SET TASK
Identify each line in the items below that contains the word "leopard", and copy those lines.

BEGIN RECORDS TO PROCESS

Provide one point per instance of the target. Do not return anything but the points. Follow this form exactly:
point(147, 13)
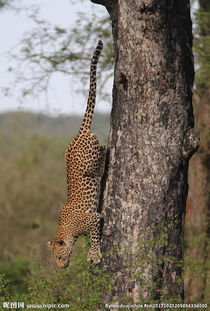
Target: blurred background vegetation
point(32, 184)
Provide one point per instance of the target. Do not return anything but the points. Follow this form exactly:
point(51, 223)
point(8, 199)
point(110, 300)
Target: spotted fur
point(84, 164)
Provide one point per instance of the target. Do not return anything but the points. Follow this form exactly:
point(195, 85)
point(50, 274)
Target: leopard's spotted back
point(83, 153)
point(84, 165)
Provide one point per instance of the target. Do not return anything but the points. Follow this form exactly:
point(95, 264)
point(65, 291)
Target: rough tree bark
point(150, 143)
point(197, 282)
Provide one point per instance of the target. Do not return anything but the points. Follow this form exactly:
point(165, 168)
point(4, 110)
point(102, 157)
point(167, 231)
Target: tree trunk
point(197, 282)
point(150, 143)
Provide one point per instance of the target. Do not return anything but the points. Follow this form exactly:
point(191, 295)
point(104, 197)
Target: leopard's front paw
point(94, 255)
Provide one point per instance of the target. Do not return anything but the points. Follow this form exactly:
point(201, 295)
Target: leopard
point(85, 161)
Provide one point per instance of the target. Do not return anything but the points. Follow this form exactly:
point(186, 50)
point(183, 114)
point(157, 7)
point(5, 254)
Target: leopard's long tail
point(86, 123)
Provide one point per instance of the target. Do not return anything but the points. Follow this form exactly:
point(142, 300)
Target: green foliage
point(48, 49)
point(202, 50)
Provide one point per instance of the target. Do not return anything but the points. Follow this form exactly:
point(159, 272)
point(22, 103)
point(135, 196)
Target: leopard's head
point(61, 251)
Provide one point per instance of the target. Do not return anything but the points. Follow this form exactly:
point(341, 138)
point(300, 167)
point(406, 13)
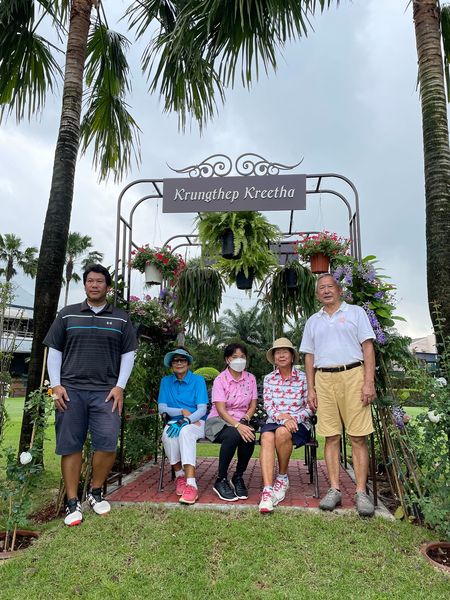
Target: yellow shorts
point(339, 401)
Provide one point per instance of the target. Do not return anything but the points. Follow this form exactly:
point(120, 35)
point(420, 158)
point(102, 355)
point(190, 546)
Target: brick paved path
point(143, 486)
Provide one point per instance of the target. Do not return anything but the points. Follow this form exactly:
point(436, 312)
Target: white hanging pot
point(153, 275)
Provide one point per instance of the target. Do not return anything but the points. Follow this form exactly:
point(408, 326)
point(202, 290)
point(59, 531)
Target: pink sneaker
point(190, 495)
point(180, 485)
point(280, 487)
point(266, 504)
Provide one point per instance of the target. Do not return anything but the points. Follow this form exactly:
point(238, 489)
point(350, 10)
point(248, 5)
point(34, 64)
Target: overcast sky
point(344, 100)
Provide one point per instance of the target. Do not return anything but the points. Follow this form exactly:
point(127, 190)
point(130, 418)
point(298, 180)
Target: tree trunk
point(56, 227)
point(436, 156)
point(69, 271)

END RECORDS TO PROCESS

SOLUTION TO THE EXERCISE
Target: leopard's spotted back
Target: leopard's front paw
Target: leopard
Target: leopard's long tail
Target: leopard's head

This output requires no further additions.